**Supplied data**
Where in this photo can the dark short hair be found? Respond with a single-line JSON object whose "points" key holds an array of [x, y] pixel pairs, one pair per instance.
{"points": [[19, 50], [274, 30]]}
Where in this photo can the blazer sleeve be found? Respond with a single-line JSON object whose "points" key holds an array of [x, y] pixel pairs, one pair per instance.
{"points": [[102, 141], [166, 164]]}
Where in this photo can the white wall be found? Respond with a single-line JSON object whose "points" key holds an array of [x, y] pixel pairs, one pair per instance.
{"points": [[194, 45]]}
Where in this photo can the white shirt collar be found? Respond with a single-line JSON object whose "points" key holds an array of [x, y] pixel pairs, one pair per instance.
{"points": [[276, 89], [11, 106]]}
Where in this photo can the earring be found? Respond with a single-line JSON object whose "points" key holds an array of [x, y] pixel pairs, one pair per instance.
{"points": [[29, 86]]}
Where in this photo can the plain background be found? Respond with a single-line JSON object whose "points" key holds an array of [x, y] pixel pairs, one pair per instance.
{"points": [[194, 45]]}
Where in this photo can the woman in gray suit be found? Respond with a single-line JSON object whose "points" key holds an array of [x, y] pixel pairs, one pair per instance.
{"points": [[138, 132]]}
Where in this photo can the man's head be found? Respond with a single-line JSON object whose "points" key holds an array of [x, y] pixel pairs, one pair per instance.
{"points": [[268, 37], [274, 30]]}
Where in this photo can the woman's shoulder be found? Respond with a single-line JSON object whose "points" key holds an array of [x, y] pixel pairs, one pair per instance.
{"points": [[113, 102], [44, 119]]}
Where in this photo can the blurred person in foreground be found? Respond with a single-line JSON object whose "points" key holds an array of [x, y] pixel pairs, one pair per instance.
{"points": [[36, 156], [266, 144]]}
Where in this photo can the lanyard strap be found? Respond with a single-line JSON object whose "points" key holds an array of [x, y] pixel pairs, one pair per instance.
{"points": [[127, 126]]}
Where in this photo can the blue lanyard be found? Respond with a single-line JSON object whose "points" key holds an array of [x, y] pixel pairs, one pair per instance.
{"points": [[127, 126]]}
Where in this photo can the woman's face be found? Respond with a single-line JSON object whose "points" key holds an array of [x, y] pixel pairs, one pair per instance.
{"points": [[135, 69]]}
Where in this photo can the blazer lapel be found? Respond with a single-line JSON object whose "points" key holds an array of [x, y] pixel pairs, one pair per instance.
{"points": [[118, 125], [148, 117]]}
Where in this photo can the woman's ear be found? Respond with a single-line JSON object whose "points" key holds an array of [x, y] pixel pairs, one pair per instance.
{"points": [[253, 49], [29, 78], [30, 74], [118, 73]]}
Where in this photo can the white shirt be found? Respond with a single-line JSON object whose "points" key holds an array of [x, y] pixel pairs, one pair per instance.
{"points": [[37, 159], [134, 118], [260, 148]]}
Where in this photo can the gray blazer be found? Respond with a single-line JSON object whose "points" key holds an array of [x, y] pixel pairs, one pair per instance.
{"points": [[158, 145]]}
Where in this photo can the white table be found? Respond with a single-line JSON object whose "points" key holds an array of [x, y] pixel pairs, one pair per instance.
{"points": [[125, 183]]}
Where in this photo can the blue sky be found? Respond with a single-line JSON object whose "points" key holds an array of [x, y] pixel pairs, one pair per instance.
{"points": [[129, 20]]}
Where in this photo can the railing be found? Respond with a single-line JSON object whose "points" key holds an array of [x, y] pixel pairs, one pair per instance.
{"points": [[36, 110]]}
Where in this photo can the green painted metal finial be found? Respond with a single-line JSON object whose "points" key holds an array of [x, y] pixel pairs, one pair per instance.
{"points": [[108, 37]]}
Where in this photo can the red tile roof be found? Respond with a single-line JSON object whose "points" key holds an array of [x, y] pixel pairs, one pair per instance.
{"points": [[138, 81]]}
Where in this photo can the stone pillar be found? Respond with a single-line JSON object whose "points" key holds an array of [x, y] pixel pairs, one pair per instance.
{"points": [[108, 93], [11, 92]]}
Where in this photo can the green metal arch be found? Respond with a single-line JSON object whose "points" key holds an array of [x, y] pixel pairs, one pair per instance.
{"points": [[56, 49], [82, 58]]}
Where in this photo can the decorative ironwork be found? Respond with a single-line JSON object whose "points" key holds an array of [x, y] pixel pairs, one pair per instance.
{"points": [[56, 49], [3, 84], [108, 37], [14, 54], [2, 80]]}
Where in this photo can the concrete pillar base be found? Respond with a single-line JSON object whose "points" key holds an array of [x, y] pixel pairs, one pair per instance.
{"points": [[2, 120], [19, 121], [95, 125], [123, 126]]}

**Your task**
Would you transcribe the whole listing, keeping every character the same?

**Output below**
Where in this photo can the dark short hair be found? Respond with a single-line JSON object whose "points" key holds an array of [x, y] pixel pairs, one pair per instance.
{"points": [[19, 50], [274, 30]]}
Where in this photo can the blazer sleeve be found? Respond with a single-line JSON object whose "points" key holds an array of [x, y] pixel pairs, one pair per instance.
{"points": [[102, 141], [166, 164]]}
Where in this photo can the white wall be found? Respond with a single-line JSON object whose "points" key holds an array of [x, y] pixel pairs, one pair per instance.
{"points": [[194, 45]]}
Where in this photo can the white shirt collar be found? Respond with a single-line JSON object whose "points" key holds an array of [x, y] pixel pairs, one pair per instance.
{"points": [[276, 89], [11, 106]]}
Where in this photo can the earring be found? Respond with a single-line JSON object whose "points" key holds an array of [x, y] pixel pairs, one pair per instance.
{"points": [[29, 86]]}
Where in this photo can the plain background be found? Respond with a single-line JSON object whose "points" key holds an array of [x, y] pixel pairs, one pair per instance.
{"points": [[194, 45]]}
Where in this photo can the woman in gray suit be found? Respond with a single-line JSON object whose "points" key holds an array of [x, y] pixel pairs, one pair per instance.
{"points": [[138, 132]]}
Where in this photo can the man's head be found? Respond with a single-line JSON object whose "points" key holds an array of [x, y] pixel pairs, one pair per instance.
{"points": [[268, 37], [274, 30]]}
Where in this photo can the woman's shoulder be found? Respond with a single-line JSON object whose "points" key holds an array of [x, y] pixel pairs, one pair per instance.
{"points": [[113, 102], [44, 119]]}
Where in this photo can the blurred person in foreground be found? Respond with a single-line JSON object whose "points" key holds an array of [x, y] pixel pairs, one pair per instance.
{"points": [[36, 156], [266, 144]]}
Where in this photo can the lanyard strap be found? Respond with a single-line JSON object whose "points" key holds an array of [x, y] pixel pairs, one pair per instance.
{"points": [[127, 126]]}
Where in this photo can the blue lanyard be found? Respond with a single-line JSON object whose "points" key holds an array of [x, y] pixel pairs, one pair per instance.
{"points": [[127, 126]]}
Where in this photo can the woman's face be found? Respond with a single-line JSON object whose "points" key holds an array of [x, y] pixel pairs, one pair per instance.
{"points": [[135, 69]]}
Where in this photo can the blazer lapel be found? Respond with a single-line JSON object whose "points" key holds an array of [x, y] pixel pairs, one pair per instance.
{"points": [[118, 125], [148, 117]]}
Where in this photo can the woman's ear be found? Respond with a single-line JSON object whose "points" key holds an array of [x, y] pixel pairs, one pair per instance.
{"points": [[253, 49], [29, 78], [30, 74], [118, 73]]}
Where in this photo can the white shirt be found? Respond with a single-line JSON object whose "points" key holds an array of [x, y] pixel pairs, one pair per instance.
{"points": [[37, 159], [134, 118], [260, 148]]}
Where in this photo can the gray blazer be found? Respond with a single-line JSON object whose "points" key holds an array of [x, y] pixel pairs, one pair per instance.
{"points": [[158, 145]]}
Where in this photo can the white table be found? Respond with a single-line JSON object whose "points" key holds an array of [x, y] pixel pairs, one pair per instance.
{"points": [[125, 183]]}
Where in this photo can the blue sky be found? Respond with a single-line JSON object whose "points" key holds an array of [x, y] pixel pairs, one pair per instance.
{"points": [[129, 20]]}
Where in this photo can the railing be found? Respond with a single-line JSON object whose "points" key holds an array of [x, y] pixel pairs, one pair per instance.
{"points": [[36, 110]]}
Where in this photo can the green painted metal finial be found? Respond with a single-line JSON object whose "points" key holds an array of [x, y] pixel pairs, one pair per instance.
{"points": [[108, 37]]}
Where in this photo can the red tile roof be found? Respond with a single-line JSON object whose "points" key holds an array of [x, y] pixel pairs, one pair per instance.
{"points": [[138, 81]]}
Where in this photo can the stone pillar be found? Respond with a single-line JSON object whose "points" key holds an array of [x, y] pixel pairs, one pair per instance.
{"points": [[108, 93], [11, 92]]}
Where in this photo can the green metal arch be found? Respond with a single-line JSON object whose "points" key holds an array of [x, y] pixel pairs, one pair per instance.
{"points": [[56, 49], [82, 58]]}
Where in this photo can the decorative ironwork be found? Respond with a single-line JSON object whose "points" key holds an array of [x, y] pixel pairs, one pair per instance.
{"points": [[56, 49], [3, 84], [108, 37], [14, 54], [2, 80]]}
Where in this photo can the concrete pillar base be found? Respond with a single-line JSON object whose "points" key holds an array of [x, y] pixel pairs, one pair per instance.
{"points": [[2, 120], [19, 121], [95, 125], [123, 126]]}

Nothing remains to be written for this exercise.